Selected passage Block Start
You don’t have to worry, really.

If you’ve been considering getting a massage but have held off making the call because you’re insecure about your body, please don’t worry.  Really.  We come in all different shapes and sized and I promise not to judge.

Our bodies are wonderful creations, made up of amazingly complex systems and processes.   My focus is working with the soft tissues of the body (muscles, tendons, fascia).   Massage therapy also helps to relax your nervous system.  My goal is to creating space for you so that your parasympathetic nervous system (the part of your nervous system that tells your ‘fight-or-flight’ response that it can step down) can take over for a bit so you can relax and unwind.  These are the things that I am focusing on when you arrive for your session.

Michelangelo Buonarroti (1475-1564) Study

Michelangelo Buonarroti (1475-1564) Study

Please don’t let your concerns about not having a ‘perfect body’ hold you back from receiving massage or bodywork.  Nature presents herself in abundant variety.  Trees, rocks, mountains, everything around us comes in all shapes and sizes.

Snowy Trees

We see variety in nature, and variety is in our nature too. Every body is beautiful and we all deserve to feel comfortable and confident in our own skin.  I hope to help you find a bit of peace and balance.  That is my wish for you.
Selected passage Block End
Data under study Block Start
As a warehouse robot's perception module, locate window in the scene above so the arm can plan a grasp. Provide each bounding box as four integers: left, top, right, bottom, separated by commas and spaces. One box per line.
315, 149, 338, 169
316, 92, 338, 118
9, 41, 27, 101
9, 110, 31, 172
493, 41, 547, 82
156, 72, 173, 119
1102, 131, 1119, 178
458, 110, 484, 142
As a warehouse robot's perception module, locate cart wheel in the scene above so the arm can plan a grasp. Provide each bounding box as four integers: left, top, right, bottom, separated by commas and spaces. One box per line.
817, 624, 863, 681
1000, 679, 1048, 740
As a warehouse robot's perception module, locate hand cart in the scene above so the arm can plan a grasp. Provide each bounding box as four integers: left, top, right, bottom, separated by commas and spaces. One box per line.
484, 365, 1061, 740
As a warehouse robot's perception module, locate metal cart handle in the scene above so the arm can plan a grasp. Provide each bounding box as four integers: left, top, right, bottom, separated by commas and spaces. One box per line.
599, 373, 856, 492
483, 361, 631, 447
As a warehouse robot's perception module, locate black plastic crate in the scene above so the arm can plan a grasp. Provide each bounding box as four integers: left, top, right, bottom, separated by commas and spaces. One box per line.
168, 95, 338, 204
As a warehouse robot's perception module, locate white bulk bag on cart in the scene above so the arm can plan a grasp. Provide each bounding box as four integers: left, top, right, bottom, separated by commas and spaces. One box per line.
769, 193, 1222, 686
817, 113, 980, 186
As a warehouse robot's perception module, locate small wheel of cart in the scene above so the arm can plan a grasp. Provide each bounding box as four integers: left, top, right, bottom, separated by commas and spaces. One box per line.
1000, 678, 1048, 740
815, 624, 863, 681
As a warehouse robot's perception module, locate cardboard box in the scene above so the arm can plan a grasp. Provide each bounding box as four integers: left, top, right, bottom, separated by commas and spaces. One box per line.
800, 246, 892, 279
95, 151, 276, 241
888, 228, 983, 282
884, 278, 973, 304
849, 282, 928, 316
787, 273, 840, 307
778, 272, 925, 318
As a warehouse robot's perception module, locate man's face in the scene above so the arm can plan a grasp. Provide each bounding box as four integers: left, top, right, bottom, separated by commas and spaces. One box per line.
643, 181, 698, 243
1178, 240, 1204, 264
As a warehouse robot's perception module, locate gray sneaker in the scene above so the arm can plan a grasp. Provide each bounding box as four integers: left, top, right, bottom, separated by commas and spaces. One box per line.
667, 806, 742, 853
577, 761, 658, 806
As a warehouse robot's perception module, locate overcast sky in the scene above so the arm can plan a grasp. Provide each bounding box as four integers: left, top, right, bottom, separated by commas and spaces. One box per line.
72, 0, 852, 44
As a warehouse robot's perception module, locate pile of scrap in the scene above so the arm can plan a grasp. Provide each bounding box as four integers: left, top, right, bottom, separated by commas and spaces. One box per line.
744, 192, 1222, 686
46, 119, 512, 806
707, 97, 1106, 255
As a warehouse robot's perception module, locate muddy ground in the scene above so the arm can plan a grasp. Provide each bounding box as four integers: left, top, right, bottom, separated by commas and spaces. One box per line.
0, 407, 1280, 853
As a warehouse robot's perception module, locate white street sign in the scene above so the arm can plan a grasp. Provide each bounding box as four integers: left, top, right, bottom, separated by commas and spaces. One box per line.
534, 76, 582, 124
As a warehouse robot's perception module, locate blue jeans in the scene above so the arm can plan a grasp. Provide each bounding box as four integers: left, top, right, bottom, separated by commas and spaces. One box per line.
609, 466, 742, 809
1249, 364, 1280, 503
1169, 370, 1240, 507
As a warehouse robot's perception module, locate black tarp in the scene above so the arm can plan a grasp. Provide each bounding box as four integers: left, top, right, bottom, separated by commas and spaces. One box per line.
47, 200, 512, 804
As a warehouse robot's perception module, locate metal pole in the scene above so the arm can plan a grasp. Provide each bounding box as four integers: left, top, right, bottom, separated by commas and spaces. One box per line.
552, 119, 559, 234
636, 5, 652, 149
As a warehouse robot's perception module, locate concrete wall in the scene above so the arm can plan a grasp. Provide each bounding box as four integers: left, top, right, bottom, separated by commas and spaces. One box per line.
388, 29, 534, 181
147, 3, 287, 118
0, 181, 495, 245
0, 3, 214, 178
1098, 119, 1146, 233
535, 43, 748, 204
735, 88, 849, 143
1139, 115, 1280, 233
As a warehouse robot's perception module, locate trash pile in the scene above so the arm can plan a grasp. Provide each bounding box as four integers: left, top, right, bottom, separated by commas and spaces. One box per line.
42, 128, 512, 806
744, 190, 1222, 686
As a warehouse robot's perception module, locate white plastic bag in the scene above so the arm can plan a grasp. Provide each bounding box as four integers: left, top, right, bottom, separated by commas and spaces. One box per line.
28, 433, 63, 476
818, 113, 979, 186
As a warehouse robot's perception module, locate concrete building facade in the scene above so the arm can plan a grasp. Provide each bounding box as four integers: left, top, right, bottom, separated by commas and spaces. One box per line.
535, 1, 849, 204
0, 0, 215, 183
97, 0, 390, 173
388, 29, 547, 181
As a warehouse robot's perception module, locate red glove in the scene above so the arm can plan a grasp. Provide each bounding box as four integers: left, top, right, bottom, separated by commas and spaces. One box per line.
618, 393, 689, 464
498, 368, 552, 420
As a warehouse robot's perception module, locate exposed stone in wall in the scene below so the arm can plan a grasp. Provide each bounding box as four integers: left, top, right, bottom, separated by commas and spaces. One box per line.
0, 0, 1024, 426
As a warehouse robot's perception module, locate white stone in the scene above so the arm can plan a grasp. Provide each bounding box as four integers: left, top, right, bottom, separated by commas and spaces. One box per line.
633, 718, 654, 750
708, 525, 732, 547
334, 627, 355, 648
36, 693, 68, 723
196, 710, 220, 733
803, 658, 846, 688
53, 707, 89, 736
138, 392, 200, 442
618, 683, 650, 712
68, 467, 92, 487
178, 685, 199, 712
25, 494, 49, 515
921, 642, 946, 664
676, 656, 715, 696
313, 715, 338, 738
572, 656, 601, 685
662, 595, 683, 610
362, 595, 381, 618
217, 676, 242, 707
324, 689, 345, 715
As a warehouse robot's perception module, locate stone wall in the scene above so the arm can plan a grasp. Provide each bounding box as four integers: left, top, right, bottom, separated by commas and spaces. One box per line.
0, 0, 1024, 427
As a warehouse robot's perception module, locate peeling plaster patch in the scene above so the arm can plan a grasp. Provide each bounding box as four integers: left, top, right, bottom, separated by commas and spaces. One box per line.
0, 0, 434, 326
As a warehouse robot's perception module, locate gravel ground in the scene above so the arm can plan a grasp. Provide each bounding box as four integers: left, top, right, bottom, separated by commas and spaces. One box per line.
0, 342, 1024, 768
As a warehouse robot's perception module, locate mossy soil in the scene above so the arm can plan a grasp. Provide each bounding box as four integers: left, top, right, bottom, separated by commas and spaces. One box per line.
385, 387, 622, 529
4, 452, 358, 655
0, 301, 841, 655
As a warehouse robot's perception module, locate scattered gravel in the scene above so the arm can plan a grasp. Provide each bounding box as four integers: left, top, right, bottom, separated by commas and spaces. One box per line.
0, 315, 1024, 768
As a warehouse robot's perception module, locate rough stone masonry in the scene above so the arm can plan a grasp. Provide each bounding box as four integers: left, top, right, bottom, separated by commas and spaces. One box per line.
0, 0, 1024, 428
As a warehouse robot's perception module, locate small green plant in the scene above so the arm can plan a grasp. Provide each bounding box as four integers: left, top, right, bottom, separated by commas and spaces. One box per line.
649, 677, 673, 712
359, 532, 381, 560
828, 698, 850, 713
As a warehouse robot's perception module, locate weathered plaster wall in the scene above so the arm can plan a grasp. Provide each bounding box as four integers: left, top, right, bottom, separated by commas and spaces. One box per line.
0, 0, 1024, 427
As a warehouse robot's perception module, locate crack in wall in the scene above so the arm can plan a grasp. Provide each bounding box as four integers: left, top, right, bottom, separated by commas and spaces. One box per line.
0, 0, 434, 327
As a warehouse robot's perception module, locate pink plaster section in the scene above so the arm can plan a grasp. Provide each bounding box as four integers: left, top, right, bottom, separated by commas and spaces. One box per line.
Data under study Block End
▶ Apply what you read
• 1. Translate this sentence from the massage passage into Spanish: "Our bodies are wonderful creations, made up of amazingly complex systems and processes."
• 2. Swap "worry" for "fret" and write out the part of the massage passage that opens with the words containing "You don’t have" and closes with "for your session.".
These entries stand apart from the massage passage as separate material.

▶ Outputs for the tasks
• 1. Nuestros cuerpos son creaciones maravillosas, compuestas de sistemas y procesos increíblemente complejos.

• 2.
You don’t have to fret, really.

If you’ve been considering getting a massage but have held off making the call because you’re insecure about your body, please don’t fret.  Really.  We come in all different shapes and sized and I promise not to judge.

Our bodies are wonderful creations, made up of amazingly complex systems and processes.   My focus is working with the soft tissues of the body (muscles, tendons, fascia).   Massage therapy also helps to relax your nervous system.  My goal is to creating space for you so that your parasympathetic nervous system (the part of your nervous system that tells your ‘fight-or-flight’ response that it can step down) can take over for a bit so you can relax and unwind.  These are the things that I am focusing on when you arrive for your session.